THE TASK - Please reproduce these lines, swapping "instance" for "occurrence" wherever it occurs and leaving everything else unchanged.

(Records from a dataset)
- - - - - - -

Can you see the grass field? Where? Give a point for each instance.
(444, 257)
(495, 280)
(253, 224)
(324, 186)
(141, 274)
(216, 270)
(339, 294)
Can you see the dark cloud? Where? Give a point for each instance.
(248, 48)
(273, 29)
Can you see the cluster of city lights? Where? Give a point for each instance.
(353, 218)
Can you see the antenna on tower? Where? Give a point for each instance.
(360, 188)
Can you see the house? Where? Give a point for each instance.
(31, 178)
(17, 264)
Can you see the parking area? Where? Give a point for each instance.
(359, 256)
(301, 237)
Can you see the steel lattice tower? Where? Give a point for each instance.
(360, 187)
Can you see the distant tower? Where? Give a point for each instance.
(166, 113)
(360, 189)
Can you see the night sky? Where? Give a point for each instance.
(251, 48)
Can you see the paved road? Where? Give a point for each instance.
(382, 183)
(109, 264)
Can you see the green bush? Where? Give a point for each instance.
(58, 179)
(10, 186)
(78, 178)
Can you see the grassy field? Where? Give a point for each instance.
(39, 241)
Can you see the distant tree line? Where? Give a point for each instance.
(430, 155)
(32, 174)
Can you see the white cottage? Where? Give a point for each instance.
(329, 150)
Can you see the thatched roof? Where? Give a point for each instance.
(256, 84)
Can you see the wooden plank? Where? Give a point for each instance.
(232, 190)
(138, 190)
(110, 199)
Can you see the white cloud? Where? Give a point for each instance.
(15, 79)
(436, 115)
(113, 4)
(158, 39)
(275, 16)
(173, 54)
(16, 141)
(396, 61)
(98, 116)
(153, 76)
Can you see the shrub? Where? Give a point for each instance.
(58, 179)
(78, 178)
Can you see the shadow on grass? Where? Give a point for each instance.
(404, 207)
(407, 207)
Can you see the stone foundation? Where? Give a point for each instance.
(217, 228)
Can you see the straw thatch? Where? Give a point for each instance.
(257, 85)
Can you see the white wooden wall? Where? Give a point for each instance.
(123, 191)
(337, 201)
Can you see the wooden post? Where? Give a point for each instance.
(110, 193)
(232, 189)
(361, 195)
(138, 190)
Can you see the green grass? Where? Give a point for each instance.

- - - - - - -

RESULT OF THIS TASK -
Can you see the grass field? Where? Give a point for each occurrence.
(444, 257)
(495, 280)
(253, 224)
(324, 186)
(141, 274)
(216, 270)
(339, 294)
Can you see the dark cloud? Where? Give a point for each occurrence.
(248, 48)
(273, 29)
Can you see the cluster of city lights? Where? Give a point for each occurrence.
(353, 218)
Can you see the antenna on tower? Where? Give a point for each occurrence.
(360, 188)
Can you see the house? Where? Give a point for each occurrence.
(31, 178)
(17, 264)
Can you see the parking area? Where? Give a point for each occurrence.
(359, 256)
(301, 237)
Can you see the steel lattice tower? Where? Give a point for each occurrence.
(360, 187)
Can you see the distant tower? Where? Give a point for each occurrence.
(166, 113)
(360, 189)
Can you see the night sky? Where? Give a point for each occurrence.
(251, 48)
Can you see the paved road? Where? Give a point for each occurrence.
(382, 183)
(109, 264)
Can you see the green bush? Where? Give a point for each occurrence.
(58, 179)
(10, 186)
(78, 178)
Can you see the grassy field? Where? Give a point for each occurrence.
(39, 241)
Can you see the distant tree line? Where? Give a point for each occurrence.
(430, 155)
(32, 174)
Can you see the white cottage? Where? Give a point for each occurrence.
(329, 150)
Can you see the thatched roof? Where? Give a point for each occurrence.
(256, 84)
Can you see the wooden plank? Where? Give a point for each occurrence.
(232, 190)
(138, 190)
(110, 199)
Can you see the white cloud? Where? Give a point for each occurrence.
(15, 79)
(436, 115)
(113, 4)
(158, 39)
(275, 16)
(173, 54)
(16, 141)
(396, 61)
(98, 116)
(153, 76)
Can you see the shrub? Where? Give a point for each occurrence.
(58, 179)
(78, 178)
Can you see the shadow on grass? Where? Give a point for each occurrence.
(404, 207)
(407, 207)
Can you see the stone foundation? Where? Give a point for each occurrence.
(217, 228)
Can you see the straw thatch? Where? Give a point for each occurrence.
(257, 85)
Can you see the white wooden wall? Where? Give a point for each occurrence.
(123, 191)
(337, 201)
Can you see the wooden post? Where? Give a point for each occurrence.
(110, 193)
(232, 189)
(361, 195)
(138, 190)
Can you see the green grass? Where? Give a point for each occurrence.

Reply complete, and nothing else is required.